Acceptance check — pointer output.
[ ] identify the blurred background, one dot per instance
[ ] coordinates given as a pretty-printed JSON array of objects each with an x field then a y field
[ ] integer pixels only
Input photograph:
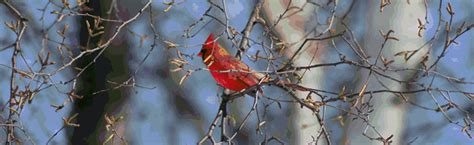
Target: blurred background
[{"x": 102, "y": 71}]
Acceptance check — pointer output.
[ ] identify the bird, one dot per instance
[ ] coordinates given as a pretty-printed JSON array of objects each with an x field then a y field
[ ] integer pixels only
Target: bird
[{"x": 228, "y": 71}]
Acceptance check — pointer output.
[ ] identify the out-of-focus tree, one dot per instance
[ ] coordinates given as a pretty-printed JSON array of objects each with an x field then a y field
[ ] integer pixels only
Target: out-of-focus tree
[{"x": 339, "y": 72}]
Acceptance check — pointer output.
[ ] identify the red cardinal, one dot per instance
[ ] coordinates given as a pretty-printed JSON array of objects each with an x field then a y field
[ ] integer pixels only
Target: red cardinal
[{"x": 228, "y": 72}]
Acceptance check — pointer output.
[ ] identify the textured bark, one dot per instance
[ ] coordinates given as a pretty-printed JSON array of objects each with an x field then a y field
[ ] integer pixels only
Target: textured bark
[
  {"x": 388, "y": 115},
  {"x": 111, "y": 65},
  {"x": 292, "y": 31}
]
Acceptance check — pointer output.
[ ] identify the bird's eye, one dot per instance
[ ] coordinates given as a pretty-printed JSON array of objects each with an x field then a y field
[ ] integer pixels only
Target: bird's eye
[{"x": 203, "y": 51}]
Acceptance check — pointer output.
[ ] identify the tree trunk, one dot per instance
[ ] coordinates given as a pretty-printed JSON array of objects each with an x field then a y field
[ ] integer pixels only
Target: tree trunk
[{"x": 389, "y": 112}]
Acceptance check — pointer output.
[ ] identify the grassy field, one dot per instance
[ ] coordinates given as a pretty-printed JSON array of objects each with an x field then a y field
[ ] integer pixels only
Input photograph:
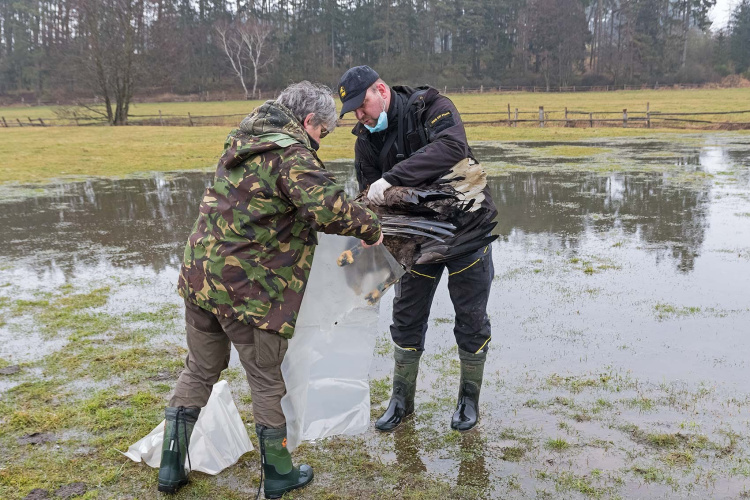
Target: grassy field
[
  {"x": 665, "y": 101},
  {"x": 36, "y": 154},
  {"x": 32, "y": 155}
]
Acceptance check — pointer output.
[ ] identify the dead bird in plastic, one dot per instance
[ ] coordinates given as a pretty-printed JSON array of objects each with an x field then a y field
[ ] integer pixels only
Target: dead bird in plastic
[{"x": 436, "y": 222}]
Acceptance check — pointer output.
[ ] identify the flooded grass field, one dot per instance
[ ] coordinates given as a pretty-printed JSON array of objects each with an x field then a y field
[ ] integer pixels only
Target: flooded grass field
[{"x": 618, "y": 365}]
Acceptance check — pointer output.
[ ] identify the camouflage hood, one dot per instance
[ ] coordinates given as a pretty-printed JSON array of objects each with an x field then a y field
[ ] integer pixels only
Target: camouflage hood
[{"x": 270, "y": 126}]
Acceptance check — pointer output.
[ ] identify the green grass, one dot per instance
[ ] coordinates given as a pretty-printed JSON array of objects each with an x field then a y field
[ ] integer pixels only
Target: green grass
[
  {"x": 701, "y": 100},
  {"x": 557, "y": 444},
  {"x": 39, "y": 154}
]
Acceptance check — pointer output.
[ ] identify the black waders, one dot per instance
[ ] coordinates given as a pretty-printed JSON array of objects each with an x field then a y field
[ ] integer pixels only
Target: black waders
[
  {"x": 467, "y": 408},
  {"x": 405, "y": 374},
  {"x": 177, "y": 430},
  {"x": 280, "y": 474}
]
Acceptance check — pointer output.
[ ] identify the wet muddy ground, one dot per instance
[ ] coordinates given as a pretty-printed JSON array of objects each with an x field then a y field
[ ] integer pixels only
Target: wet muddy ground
[{"x": 618, "y": 365}]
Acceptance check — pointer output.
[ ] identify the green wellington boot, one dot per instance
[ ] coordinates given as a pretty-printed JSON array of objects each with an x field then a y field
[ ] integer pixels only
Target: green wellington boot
[
  {"x": 177, "y": 430},
  {"x": 467, "y": 408},
  {"x": 281, "y": 475},
  {"x": 405, "y": 371}
]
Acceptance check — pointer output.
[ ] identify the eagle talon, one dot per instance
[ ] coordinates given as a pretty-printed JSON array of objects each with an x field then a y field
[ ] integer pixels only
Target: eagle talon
[{"x": 345, "y": 258}]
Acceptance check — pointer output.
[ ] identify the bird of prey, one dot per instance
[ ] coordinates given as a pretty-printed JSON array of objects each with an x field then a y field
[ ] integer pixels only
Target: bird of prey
[{"x": 435, "y": 222}]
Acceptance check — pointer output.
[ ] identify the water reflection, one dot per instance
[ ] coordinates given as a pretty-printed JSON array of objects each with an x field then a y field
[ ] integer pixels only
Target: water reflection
[
  {"x": 568, "y": 205},
  {"x": 145, "y": 221},
  {"x": 472, "y": 471}
]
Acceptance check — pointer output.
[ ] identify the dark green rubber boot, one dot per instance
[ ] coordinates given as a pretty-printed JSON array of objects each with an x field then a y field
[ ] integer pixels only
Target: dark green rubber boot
[
  {"x": 281, "y": 474},
  {"x": 405, "y": 373},
  {"x": 177, "y": 430},
  {"x": 467, "y": 408}
]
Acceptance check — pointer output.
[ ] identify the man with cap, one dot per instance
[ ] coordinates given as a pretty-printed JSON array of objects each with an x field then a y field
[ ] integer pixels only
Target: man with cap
[{"x": 411, "y": 137}]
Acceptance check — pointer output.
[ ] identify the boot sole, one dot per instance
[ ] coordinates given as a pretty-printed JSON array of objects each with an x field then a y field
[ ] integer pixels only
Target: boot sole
[
  {"x": 280, "y": 493},
  {"x": 395, "y": 426},
  {"x": 171, "y": 490}
]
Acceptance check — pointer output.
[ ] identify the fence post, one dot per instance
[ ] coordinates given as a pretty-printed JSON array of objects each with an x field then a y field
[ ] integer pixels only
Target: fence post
[{"x": 509, "y": 114}]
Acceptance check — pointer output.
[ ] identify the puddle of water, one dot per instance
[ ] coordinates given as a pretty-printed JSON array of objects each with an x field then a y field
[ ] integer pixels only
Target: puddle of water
[{"x": 620, "y": 302}]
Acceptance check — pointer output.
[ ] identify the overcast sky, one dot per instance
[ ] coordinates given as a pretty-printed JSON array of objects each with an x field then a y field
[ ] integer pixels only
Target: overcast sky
[{"x": 721, "y": 12}]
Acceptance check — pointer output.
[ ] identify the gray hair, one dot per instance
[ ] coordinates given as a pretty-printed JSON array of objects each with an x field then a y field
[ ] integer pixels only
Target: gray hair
[{"x": 305, "y": 97}]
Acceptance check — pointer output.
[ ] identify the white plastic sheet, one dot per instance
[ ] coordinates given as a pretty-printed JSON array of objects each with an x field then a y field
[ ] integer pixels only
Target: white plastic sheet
[
  {"x": 327, "y": 364},
  {"x": 219, "y": 438}
]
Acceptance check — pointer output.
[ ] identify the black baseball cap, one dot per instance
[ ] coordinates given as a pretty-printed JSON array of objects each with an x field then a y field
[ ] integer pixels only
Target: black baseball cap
[{"x": 353, "y": 87}]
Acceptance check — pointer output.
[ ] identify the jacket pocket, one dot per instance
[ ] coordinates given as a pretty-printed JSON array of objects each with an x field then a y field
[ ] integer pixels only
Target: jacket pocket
[{"x": 270, "y": 348}]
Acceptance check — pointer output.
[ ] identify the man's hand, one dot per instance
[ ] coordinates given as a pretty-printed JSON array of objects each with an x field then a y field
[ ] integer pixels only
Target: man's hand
[
  {"x": 380, "y": 240},
  {"x": 375, "y": 193}
]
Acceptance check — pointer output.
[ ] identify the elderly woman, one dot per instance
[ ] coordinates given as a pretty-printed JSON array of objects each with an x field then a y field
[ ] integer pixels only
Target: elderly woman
[{"x": 245, "y": 269}]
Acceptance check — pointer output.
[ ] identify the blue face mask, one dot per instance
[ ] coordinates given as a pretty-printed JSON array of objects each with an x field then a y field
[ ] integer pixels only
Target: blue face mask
[{"x": 382, "y": 122}]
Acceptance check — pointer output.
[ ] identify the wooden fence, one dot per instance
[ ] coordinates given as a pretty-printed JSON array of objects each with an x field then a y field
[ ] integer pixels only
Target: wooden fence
[{"x": 506, "y": 117}]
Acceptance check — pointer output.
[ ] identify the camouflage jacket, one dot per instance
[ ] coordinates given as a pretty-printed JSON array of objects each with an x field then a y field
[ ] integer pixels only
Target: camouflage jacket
[{"x": 249, "y": 255}]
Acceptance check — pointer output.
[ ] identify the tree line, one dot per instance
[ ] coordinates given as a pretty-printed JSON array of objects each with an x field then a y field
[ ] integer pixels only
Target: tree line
[{"x": 113, "y": 48}]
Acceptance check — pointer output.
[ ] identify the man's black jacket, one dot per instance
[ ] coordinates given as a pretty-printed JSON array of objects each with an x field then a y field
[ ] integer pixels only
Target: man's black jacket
[{"x": 446, "y": 143}]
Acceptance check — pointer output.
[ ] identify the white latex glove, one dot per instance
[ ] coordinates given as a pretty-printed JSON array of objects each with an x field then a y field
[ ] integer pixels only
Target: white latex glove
[{"x": 375, "y": 194}]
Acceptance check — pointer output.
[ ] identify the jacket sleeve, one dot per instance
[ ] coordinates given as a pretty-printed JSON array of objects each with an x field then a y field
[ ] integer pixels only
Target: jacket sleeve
[
  {"x": 447, "y": 145},
  {"x": 322, "y": 202},
  {"x": 367, "y": 168}
]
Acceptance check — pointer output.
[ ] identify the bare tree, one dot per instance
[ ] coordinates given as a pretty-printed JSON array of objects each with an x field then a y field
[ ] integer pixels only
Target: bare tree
[
  {"x": 110, "y": 53},
  {"x": 246, "y": 44}
]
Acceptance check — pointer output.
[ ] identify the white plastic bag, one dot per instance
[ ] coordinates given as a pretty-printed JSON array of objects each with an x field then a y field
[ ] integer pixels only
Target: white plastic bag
[
  {"x": 219, "y": 438},
  {"x": 328, "y": 361}
]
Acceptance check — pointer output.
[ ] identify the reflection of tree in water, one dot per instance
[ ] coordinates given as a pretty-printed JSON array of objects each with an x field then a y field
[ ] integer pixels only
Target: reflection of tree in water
[
  {"x": 569, "y": 204},
  {"x": 122, "y": 222},
  {"x": 147, "y": 221}
]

---

→ Exercise:
Return each line of the material above that contains the string "rubber". Case counts.

→ Reply to the exercise:
[ ] identify the dark green rubber boot, one dot per instance
Target: dark green rubber boot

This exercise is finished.